> **TASK REQUIREMENTS**
Copy the lines of the source data below verbatim, starting at the line containing "Localize house in this screenshot." and ending after the line containing "132 87 150 99".

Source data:
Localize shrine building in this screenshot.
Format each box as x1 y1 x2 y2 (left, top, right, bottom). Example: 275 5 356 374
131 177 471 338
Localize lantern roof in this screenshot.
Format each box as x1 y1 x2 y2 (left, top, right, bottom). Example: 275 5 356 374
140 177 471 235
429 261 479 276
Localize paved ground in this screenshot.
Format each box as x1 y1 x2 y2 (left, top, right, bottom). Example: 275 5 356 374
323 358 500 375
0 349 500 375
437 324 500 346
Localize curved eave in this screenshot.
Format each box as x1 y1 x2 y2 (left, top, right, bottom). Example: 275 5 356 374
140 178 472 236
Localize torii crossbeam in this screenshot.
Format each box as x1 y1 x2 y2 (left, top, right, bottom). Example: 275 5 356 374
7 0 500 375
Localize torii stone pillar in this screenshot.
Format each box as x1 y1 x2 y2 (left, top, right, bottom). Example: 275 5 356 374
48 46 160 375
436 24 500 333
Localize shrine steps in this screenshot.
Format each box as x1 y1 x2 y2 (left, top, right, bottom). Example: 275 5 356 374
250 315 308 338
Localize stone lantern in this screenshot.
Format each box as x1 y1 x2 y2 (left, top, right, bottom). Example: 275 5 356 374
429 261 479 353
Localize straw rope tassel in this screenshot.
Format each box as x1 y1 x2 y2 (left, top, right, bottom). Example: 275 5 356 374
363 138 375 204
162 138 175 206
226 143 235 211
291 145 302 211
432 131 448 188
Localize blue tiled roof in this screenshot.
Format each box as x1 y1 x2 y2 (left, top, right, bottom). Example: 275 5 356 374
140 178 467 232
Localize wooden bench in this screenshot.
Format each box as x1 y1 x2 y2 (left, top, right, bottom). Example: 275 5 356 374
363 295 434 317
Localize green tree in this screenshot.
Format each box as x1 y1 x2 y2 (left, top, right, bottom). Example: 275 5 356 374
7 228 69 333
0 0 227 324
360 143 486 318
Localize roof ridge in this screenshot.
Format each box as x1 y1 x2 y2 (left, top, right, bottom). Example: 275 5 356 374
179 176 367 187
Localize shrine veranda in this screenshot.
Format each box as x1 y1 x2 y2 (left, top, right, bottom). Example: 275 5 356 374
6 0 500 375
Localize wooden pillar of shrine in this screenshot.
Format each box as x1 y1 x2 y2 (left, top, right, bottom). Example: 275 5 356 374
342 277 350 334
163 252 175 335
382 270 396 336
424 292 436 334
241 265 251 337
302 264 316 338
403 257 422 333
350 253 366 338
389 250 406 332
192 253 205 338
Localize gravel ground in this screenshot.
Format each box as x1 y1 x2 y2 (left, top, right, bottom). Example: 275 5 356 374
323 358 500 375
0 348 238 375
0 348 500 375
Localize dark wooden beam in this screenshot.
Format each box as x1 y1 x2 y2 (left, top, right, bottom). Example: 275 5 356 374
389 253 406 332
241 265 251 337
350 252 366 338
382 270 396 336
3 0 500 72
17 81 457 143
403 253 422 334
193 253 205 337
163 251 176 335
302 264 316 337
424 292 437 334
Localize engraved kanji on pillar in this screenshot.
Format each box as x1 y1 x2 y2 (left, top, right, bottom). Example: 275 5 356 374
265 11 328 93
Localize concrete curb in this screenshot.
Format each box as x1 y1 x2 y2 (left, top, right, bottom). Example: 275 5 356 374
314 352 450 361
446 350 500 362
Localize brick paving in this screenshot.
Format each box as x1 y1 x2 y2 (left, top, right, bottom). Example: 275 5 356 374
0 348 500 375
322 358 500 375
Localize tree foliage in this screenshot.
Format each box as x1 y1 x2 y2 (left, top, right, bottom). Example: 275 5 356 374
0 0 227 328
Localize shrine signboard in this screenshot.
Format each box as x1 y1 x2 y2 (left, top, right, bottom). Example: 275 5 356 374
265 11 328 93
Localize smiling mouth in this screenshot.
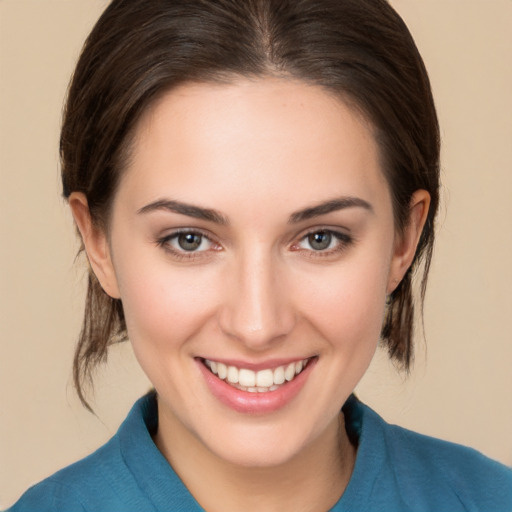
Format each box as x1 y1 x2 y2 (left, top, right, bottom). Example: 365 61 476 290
203 357 313 393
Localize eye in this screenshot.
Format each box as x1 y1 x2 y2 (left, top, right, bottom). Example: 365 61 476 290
306 231 333 251
174 233 204 252
156 230 219 258
292 229 353 256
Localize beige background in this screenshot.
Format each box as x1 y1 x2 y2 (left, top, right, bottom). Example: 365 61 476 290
0 0 512 508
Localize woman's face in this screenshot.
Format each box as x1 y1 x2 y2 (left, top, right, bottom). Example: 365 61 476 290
77 79 420 466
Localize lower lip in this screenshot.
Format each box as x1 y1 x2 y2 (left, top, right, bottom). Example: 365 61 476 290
197 358 317 414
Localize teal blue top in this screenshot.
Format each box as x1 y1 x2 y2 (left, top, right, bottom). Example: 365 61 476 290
10 393 512 512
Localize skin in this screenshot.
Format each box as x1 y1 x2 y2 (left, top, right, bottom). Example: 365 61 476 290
70 78 429 511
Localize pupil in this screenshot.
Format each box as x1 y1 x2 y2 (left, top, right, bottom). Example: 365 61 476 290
178 233 202 251
308 231 332 251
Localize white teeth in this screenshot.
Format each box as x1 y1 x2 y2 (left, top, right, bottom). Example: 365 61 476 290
228 366 238 384
217 363 228 380
274 366 285 385
284 363 295 381
256 370 274 388
238 368 256 388
204 359 309 393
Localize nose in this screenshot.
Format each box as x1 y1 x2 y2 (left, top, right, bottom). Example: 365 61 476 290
219 250 296 351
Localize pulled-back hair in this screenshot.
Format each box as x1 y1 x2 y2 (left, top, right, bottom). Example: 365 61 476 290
60 0 439 406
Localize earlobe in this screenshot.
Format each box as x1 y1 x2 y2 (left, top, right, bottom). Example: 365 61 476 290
387 190 430 294
69 192 120 299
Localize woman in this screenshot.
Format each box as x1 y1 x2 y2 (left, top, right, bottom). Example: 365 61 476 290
8 0 512 511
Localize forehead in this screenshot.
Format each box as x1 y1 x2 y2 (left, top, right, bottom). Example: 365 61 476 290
120 78 387 217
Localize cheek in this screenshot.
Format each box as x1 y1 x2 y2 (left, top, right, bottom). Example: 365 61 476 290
117 256 218 357
298 253 388 353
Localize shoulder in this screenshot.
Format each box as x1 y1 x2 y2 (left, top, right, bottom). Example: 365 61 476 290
366 402 512 512
9 436 142 512
340 395 512 512
8 401 158 512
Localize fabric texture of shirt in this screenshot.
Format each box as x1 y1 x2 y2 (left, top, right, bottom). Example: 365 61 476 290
9 392 512 512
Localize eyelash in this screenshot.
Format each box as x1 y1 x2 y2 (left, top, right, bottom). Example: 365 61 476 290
156 228 354 261
156 229 218 261
292 228 355 258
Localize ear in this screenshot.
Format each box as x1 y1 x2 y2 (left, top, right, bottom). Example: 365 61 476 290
387 190 430 294
69 192 120 299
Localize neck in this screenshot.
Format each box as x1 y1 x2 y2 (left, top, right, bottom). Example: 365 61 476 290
155 402 355 512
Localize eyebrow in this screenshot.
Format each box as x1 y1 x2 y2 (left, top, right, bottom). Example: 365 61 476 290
137 197 373 225
137 199 228 225
288 197 373 224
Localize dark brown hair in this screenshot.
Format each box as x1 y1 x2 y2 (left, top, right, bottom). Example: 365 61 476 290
60 0 439 406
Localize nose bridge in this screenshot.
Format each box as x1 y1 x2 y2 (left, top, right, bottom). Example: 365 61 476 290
221 250 294 349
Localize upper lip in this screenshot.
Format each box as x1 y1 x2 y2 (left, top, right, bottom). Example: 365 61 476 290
200 356 315 371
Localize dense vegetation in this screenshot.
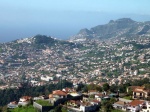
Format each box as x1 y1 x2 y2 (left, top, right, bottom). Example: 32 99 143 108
0 81 72 106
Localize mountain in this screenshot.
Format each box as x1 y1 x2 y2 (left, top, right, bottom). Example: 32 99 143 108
70 18 150 41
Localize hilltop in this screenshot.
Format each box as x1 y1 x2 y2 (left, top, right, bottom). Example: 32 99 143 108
70 18 150 41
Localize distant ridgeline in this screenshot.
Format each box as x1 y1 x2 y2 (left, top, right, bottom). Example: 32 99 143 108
70 18 150 41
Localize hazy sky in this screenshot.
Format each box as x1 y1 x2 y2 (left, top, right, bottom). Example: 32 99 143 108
0 0 150 42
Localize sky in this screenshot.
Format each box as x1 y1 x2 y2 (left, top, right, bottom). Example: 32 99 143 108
0 0 150 43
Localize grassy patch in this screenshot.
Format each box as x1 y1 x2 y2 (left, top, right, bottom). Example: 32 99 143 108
9 105 36 112
123 96 131 100
36 100 52 106
111 109 124 112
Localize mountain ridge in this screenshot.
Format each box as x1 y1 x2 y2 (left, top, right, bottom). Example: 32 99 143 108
69 18 150 41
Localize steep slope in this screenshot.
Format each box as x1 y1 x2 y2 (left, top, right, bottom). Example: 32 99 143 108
70 18 150 41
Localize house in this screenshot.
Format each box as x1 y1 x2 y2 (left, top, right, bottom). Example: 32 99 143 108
141 101 150 112
63 88 74 93
7 101 18 108
95 93 104 101
88 90 99 95
80 102 99 112
126 100 145 112
127 86 150 99
113 101 126 111
67 100 81 107
132 87 150 99
49 90 67 105
49 90 67 98
18 96 31 106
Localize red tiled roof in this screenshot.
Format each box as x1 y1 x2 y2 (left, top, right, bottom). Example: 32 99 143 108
53 90 67 96
129 100 144 106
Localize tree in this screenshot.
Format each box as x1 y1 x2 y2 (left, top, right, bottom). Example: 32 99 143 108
103 83 110 91
102 101 113 112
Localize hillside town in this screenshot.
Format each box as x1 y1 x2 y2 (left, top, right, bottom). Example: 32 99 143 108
7 86 150 112
0 37 150 89
0 35 150 112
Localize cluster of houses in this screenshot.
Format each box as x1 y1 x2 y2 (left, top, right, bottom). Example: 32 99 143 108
7 86 150 112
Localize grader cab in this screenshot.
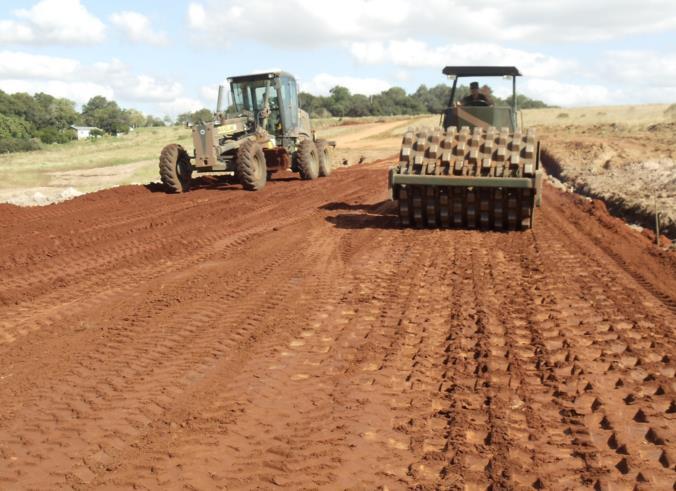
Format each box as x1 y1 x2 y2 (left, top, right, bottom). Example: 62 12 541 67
160 72 335 193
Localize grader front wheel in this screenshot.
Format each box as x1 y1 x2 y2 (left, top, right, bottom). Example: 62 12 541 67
297 140 319 180
237 140 268 191
160 143 192 193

> **OUTPUT FOR THIS TASK**
Localize house in this screenshot.
Format each box as x1 y1 x2 y2 (left, top, right, bottom). Example: 32 99 143 108
141 101 150 112
63 88 74 93
7 101 18 108
95 93 104 101
88 90 99 95
80 102 99 112
126 100 145 112
127 86 150 99
113 101 126 111
67 100 81 107
132 87 150 99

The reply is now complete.